3. Ressignificação de crenças: diálogo socrático, cartões de enfrentamento e exercícios de autocompaixão substituem pensamentos autocríticos e de culpa por construções adaptativas, aumentando autoestima e resiliência.

4. Farmacoterapia adjuvante: ISRS ou venlafaxina auxiliam no manejo de sintomas graves, facilitando engajamento psicoterápico e estabilização emocional, sempre integrada a intervenções psicoterápicas.

5. Prevenção de recaídas: monitoramento contínuo de gatilhos, reforço de habilidades, manutenção de rede de apoio e estratégias de coping asseguram que os ganhos terapêuticos sejam duradouros.

6. Diretrizes internacionais: APA, ISTSS e NICE fornecem referências claras para conduzir protocolos baseados em evidências, enfatizando psicoterapia focada no trauma e abordagem em fases para trauma complexo.

7. Considerações éticas e relação terapêutica: aliança terapêutica sólida, validação, respeito ao ritmo do paciente e manutenção de limites éticos previnem retraumatização e fortalecem confiança, componente essencial para a eficácia do tratamento.

8. Plano prático semanal: exercícios graduais, tarefas de casa e acompanhamento estruturado permitem progressão segura desde estabilização até fortalecimento da identidade, assertividade e sexualidade saudável.

A integração dessas dimensões garante que o paciente recupere autonomia, reconecte-se com suas preferências e emoções, ressignifique crenças disfuncionais e construa relações seguras e satisfatórias.

Se você ou alguém que você acompanha passou por abuso sexual na infância e busca um tratamento estruturado, seguro e baseado em evidências, agende uma sessão de avaliação com profissional especializado em trauma complexo. A intervenção precoce e multimodal aumenta significativamente a eficácia terapêutica, promove resiliência emocional e auxilia na reconstrução de um self íntegro e fortalecido.

================

# O QUE SE PEDE
Reproduza fielmente a parte do trecho sobre o tratamento do trauma começando em "7. Considerações éticas" e terminando em "seguras e satisfatórias.".

# MATERIAL
================

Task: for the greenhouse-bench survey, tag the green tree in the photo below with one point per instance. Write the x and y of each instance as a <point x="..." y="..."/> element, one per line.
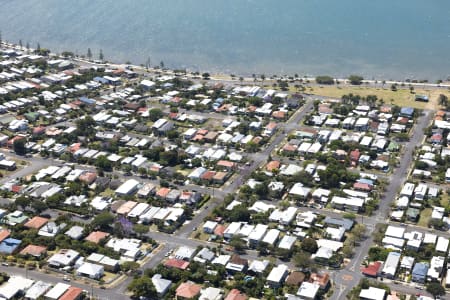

================

# RESPOSTA ABAIXO
7. Considerações éticas e relação terapêutica: aliança terapêutica sólida, validação, respeito ao ritmo do paciente e manutenção de limites éticos previnem retraumatização e fortalecem confiança, componente essencial para a eficácia do tratamento.

8. Plano prático semanal: exercícios graduais, tarefas de casa e acompanhamento estruturado permitem progressão segura desde estabilização até fortalecimento da identidade, assertividade e sexualidade saudável.

A integração dessas dimensões garante que o paciente recupere autonomia, reconecte-se com suas preferências e emoções, ressignifique crenças disfuncionais e construa relações seguras e satisfatórias.